- **Text under study**
******************************

Covid-19 highlights how shared care fails children 1 week 3 days ago #105121

This week's quick Government backpedal on the UK Lockdown procedure is a clear demonstration of why shared care doesn't work.

In all walks of life, when the shit hits the fan, key and pivotal decisions come down one individual or one committee where a majority vote is possible - note: 2 individuals do not form a committee.

Even the Government instinctively came to the right conclusion - saying initially that "no, children should not be passed back-and-forth under the present circumstances", only to then receive a bit of pressure and then say, "ok, ok, even though it is completely inconsistent with what everyone else has to do, even partners / boyfriends / girlfriends, we will say that children under 18 can (not must) pass between households." But... it's up to you to be responsible parents and agree. (In come the dancing fairies and rainbows spouting skittles and gold coins.)

Recognising that co-parents don't always get along, stepping in is the Rt. Hon. Sir Andrew McFarlane, President of the Family Division and Head of Family Justice, to lend us some clarity and further advice - thank the Lord! ( www.judiciary.uk/announcements/coronavir...-arrangement-orders/ ) Except... it elaborates that, well, basically if you make a decision to protect your child and your family, and your co-parent takes you to court over that decision afterwards, if you aren't found to be in line with Government guidance (which is basically a backpedal, and total bullocks relative to the risk of infection and, well, death) then you may find yourself in a world of trouble.

******************************

- **Activities**
1 – Condense the paragraph of the post on shared care that begins "Even the Government instinctively" into three sentences, keeping its main facts.
2 – List every title and position that the post on shared care gives Andrew McFarlane.

- **Source material**
******************************

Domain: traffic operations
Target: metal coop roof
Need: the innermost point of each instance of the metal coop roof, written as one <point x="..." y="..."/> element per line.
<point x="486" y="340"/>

******************************

- **Responses by item number**
1 – The Government first said that children should not be passed back and forth between households under the present circumstances. After some pressure, it changed course and said that children under 18 can (not must) pass between households, even though this is inconsistent with what everyone else, including partners, boyfriends and girlfriends, has to do. It left it to parents to be responsible and agree.

2 –
- Rt. Hon.
- Sir
- President of the Family Division
- Head of Family Justice